** start **

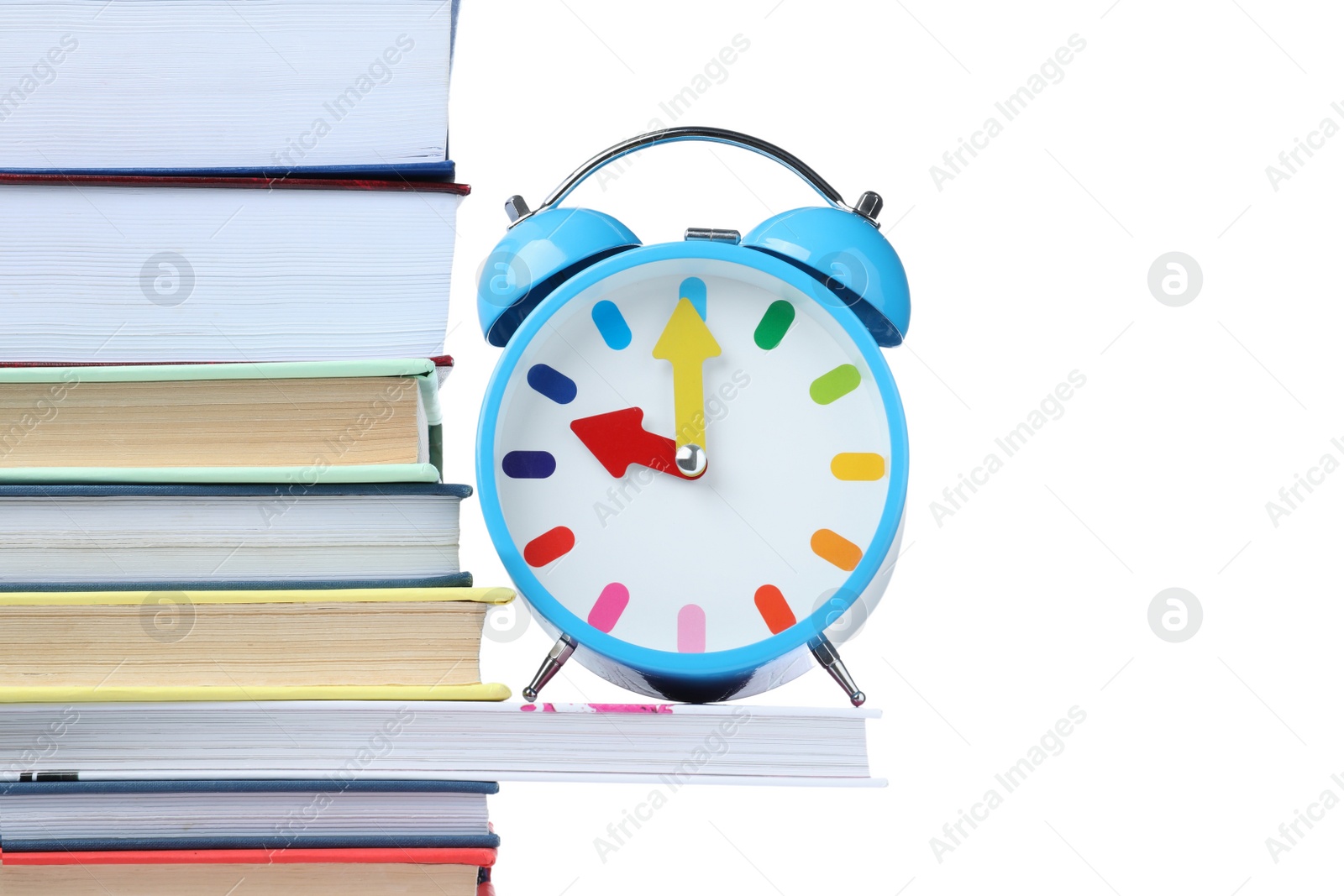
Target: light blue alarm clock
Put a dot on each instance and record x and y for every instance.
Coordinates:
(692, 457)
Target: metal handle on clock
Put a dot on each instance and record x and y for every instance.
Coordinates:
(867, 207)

** end **
** start **

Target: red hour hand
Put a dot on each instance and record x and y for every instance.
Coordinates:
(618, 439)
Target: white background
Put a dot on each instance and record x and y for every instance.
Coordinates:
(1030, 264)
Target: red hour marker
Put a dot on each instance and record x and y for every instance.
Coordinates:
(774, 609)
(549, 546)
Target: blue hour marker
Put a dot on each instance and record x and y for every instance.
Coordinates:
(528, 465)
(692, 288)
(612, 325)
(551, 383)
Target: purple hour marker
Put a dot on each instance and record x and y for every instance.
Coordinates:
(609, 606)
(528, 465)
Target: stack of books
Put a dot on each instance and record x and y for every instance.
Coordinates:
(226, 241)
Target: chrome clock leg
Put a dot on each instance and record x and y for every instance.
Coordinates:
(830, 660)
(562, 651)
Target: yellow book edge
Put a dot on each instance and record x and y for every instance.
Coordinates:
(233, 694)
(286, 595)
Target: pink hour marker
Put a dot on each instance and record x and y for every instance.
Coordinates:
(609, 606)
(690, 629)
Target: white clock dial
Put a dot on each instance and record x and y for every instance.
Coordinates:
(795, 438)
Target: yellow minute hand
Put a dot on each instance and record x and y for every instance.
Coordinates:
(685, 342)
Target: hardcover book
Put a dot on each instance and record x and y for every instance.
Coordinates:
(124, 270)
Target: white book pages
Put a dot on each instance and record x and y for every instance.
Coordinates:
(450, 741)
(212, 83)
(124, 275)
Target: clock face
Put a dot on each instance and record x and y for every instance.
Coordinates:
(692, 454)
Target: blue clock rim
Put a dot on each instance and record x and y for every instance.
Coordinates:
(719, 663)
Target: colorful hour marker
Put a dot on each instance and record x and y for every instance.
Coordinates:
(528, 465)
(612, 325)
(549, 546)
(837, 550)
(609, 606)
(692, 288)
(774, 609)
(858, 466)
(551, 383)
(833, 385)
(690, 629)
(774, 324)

** end **

Gather every line in the rows above that contains the word "yellow", and copy each such line in full.

— EXPECTED ANSWER —
Target: yellow book edge
Target: yellow minute hand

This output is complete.